> [Problem to solve] Arrange every line of the material below as a numbered list and leave out any blank lines.

(Position identification material)
= = = = = = =

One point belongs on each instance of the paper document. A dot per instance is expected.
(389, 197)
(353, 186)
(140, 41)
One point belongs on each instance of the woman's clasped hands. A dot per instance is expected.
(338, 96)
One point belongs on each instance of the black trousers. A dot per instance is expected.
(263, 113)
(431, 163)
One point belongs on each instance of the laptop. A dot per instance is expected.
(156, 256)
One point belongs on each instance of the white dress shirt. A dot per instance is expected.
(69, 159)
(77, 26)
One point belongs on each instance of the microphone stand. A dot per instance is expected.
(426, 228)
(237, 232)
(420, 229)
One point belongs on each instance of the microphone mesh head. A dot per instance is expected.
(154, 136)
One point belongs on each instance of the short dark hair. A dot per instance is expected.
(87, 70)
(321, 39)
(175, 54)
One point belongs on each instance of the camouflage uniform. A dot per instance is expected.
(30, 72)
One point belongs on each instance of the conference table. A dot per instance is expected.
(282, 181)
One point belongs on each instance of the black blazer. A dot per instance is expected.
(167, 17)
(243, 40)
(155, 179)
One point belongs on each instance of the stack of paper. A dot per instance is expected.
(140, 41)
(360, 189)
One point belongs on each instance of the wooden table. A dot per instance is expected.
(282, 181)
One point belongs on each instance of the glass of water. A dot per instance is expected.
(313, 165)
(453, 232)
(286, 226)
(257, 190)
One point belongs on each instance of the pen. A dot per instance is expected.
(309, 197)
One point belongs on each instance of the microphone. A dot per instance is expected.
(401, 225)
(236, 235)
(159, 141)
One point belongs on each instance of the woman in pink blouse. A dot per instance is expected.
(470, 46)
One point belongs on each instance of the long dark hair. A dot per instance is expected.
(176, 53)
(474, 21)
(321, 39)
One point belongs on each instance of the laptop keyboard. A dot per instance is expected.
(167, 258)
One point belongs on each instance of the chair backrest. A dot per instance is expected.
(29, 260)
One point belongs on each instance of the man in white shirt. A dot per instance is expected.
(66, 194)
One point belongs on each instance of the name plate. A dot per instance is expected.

= = = = = = =

> [The completed task]
1. One point belongs on each instance of the paper document. A dot per instance is expected.
2. (389, 197)
3. (353, 186)
4. (140, 41)
5. One point belongs on each instance of the woman's clasped hands. A dot per instance is expected.
6. (338, 96)
7. One point belongs on each instance of the black trousers. A dot per instance is expected.
8. (263, 113)
9. (431, 163)
10. One point belongs on each instance of the laptop. A dot per instance is expected.
11. (156, 256)
12. One point belongs on each instance of the white dress shirt. A dot per instance is expected.
13. (69, 159)
14. (77, 26)
15. One point belongs on each instance of the microphone stand. A dot per instance is expected.
16. (426, 228)
17. (237, 232)
18. (420, 229)
19. One point belongs on each instance of the microphone mesh head. A dot per instance is expected.
20. (154, 136)
21. One point belongs on each instance of the short dark hair. A dot per instance is expected.
22. (87, 70)
23. (321, 39)
24. (175, 54)
25. One point belongs on each instance of the camouflage uniform. A dot per instance is expected.
26. (30, 72)
27. One point belongs on each instance of the conference table. A dot per instance is expected.
28. (282, 181)
29. One point belongs on each instance of the black blazer. A dot per instance is expected.
30. (167, 17)
31. (243, 40)
32. (155, 179)
33. One point belongs on each instance of the stack of paper. A dot per instance is expected.
34. (140, 41)
35. (360, 189)
36. One point belongs on each instance of the wooden table. A dot per instance is expected.
37. (282, 181)
38. One point belongs on each instance of the glass of water. A dot per instance is expected.
39. (313, 165)
40. (453, 232)
41. (286, 226)
42. (257, 190)
43. One point belongs on each instance of the pen. A dot per instance is expected.
44. (309, 197)
45. One point belongs on each instance of the microphone. A dot per instance is expected.
46. (401, 225)
47. (236, 235)
48. (159, 141)
49. One point belongs on each instance of the woman in pink blouse. A dot per instance is expected.
50. (470, 46)
51. One point belongs on each instance of the long dark hair. A dot per instance is expected.
52. (176, 53)
53. (474, 21)
54. (321, 39)
55. One point belongs on each instance of the laptop keyboard. A dot per instance is expected.
56. (167, 258)
57. One point belongs on each instance of the chair backrest. A dot per instance is expected.
58. (29, 260)
59. One point belongs on each instance of the man in white shirt. A dot per instance is expected.
60. (66, 194)
61. One point belongs on each instance of the name plate. A dot per instance is expected.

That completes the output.